Extracted records:
((

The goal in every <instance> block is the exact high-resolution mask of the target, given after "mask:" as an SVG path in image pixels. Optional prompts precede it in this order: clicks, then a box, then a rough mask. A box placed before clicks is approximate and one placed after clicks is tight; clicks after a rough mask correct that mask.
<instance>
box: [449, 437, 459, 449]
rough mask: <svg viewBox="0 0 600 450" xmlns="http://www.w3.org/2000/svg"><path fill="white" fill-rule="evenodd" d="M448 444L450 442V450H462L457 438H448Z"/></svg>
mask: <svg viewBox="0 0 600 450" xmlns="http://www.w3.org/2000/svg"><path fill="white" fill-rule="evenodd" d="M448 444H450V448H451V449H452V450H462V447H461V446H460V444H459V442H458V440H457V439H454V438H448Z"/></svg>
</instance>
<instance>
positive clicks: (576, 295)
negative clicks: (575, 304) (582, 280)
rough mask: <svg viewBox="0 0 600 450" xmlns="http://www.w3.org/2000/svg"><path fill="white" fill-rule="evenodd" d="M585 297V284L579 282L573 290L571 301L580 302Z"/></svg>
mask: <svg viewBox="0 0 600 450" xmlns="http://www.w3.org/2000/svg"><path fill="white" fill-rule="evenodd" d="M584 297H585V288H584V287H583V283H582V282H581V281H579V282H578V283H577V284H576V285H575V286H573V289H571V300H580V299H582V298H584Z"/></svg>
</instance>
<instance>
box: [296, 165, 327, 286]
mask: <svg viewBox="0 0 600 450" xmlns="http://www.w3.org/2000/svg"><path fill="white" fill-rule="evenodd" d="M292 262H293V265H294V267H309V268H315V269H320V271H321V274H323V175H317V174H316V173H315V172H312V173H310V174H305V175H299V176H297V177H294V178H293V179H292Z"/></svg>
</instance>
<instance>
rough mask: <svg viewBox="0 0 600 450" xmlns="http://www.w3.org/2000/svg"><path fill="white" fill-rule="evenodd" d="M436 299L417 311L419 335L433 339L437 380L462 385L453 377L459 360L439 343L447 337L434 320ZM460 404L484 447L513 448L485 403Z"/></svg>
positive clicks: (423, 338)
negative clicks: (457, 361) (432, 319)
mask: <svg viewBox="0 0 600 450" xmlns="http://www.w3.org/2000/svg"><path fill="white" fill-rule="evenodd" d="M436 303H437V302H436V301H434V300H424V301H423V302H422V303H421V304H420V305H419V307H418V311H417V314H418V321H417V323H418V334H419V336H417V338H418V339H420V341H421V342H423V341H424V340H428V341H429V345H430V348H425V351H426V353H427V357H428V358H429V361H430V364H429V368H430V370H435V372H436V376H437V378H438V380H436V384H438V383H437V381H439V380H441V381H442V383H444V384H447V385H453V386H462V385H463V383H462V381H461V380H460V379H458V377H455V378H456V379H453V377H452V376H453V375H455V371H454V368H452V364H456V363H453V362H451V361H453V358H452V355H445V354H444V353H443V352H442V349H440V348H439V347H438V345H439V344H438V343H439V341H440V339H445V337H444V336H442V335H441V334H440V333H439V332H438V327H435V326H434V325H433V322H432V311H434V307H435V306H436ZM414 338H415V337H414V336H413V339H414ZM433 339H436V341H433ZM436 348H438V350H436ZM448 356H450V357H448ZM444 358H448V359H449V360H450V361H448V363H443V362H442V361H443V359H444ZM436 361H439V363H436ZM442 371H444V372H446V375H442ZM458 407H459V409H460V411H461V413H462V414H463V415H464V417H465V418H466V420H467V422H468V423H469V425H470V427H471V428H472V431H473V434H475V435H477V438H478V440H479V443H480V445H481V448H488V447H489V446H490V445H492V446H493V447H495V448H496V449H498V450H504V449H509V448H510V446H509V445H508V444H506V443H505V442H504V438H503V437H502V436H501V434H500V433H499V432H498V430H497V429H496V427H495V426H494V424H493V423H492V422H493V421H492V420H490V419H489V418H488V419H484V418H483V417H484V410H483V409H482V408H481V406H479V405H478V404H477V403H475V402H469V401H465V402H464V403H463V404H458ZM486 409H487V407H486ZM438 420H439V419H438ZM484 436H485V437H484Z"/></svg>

))

# WHAT THE TASK ASKS
Reproduce the data verbatim, line for line.

# TASK SOLUTION
The goal in every <instance> block is the exact high-resolution mask of the target, given after "mask:" as an SVG path in image pixels. Optional prompts precede it in this order: clicks, then a box, then a rough mask. A box placed before clicks is approximate and one placed after clicks is tight; clicks after a rough mask correct that mask.
<instance>
box: [449, 437, 459, 449]
rough mask: <svg viewBox="0 0 600 450" xmlns="http://www.w3.org/2000/svg"><path fill="white" fill-rule="evenodd" d="M448 444L450 442V450H462L457 438H448Z"/></svg>
mask: <svg viewBox="0 0 600 450" xmlns="http://www.w3.org/2000/svg"><path fill="white" fill-rule="evenodd" d="M448 444H450V448H451V449H452V450H462V447H461V446H460V444H459V442H458V440H457V439H454V438H448Z"/></svg>
</instance>
<instance>
positive clicks: (576, 295)
negative clicks: (575, 304) (582, 280)
rough mask: <svg viewBox="0 0 600 450" xmlns="http://www.w3.org/2000/svg"><path fill="white" fill-rule="evenodd" d="M585 297V284L579 282L573 290L571 301L580 302Z"/></svg>
mask: <svg viewBox="0 0 600 450" xmlns="http://www.w3.org/2000/svg"><path fill="white" fill-rule="evenodd" d="M584 297H585V288H584V287H583V283H582V282H581V281H579V282H578V283H577V284H576V285H575V286H573V289H571V300H580V299H582V298H584Z"/></svg>
</instance>
<instance>
box: [296, 165, 327, 286]
mask: <svg viewBox="0 0 600 450" xmlns="http://www.w3.org/2000/svg"><path fill="white" fill-rule="evenodd" d="M292 262H293V265H294V267H309V268H315V269H320V271H321V274H323V175H317V174H316V173H315V172H312V173H310V174H305V175H299V176H297V177H294V178H293V179H292Z"/></svg>
</instance>
<instance>
rough mask: <svg viewBox="0 0 600 450" xmlns="http://www.w3.org/2000/svg"><path fill="white" fill-rule="evenodd" d="M436 299L417 311L419 335L433 339L437 380L462 385L453 377L459 360L439 343L447 337L434 320ZM460 404L484 447L513 448L485 403Z"/></svg>
positive clicks: (423, 338)
negative clicks: (457, 361) (432, 319)
mask: <svg viewBox="0 0 600 450" xmlns="http://www.w3.org/2000/svg"><path fill="white" fill-rule="evenodd" d="M436 303H437V302H436V301H434V300H424V301H423V302H422V303H421V304H420V305H419V307H418V311H417V314H418V321H417V323H418V334H419V336H417V338H418V339H420V341H421V342H423V341H424V340H428V341H429V345H430V348H425V351H426V353H427V357H428V358H429V361H430V364H429V368H430V370H435V372H436V376H437V378H438V380H436V384H438V383H437V381H439V380H441V381H442V383H444V384H447V385H453V386H462V385H463V383H462V381H461V380H460V379H458V377H455V378H456V379H453V377H452V376H453V375H455V371H454V368H452V364H456V363H453V362H451V361H453V358H452V355H445V354H444V353H443V352H442V349H440V348H439V347H438V345H439V344H438V343H439V341H440V339H445V337H444V336H442V335H441V334H440V333H439V332H438V327H435V326H434V325H433V322H432V311H434V307H435V306H436ZM414 338H415V337H414V336H413V339H414ZM433 339H436V341H433ZM436 348H438V350H436ZM448 356H450V357H448ZM444 358H448V359H449V360H450V361H448V363H443V362H442V361H443V359H444ZM436 361H439V363H436ZM442 371H444V372H446V375H442ZM458 407H459V409H460V411H461V413H462V414H463V415H464V417H465V418H466V420H467V422H468V423H469V425H470V427H471V428H472V431H473V434H475V435H477V438H478V440H479V443H480V445H481V448H488V447H489V446H490V445H492V446H493V447H495V448H496V449H498V450H504V449H509V448H510V446H509V445H508V444H506V443H505V442H504V438H503V437H502V436H501V434H500V433H499V432H498V430H497V429H496V427H495V426H494V424H493V423H492V422H493V421H492V420H490V419H489V418H488V419H484V418H483V417H484V410H483V409H482V408H481V406H479V405H478V404H477V403H475V402H469V401H465V402H464V403H463V404H458ZM486 409H487V407H486ZM438 420H439V419H438ZM484 436H485V437H484Z"/></svg>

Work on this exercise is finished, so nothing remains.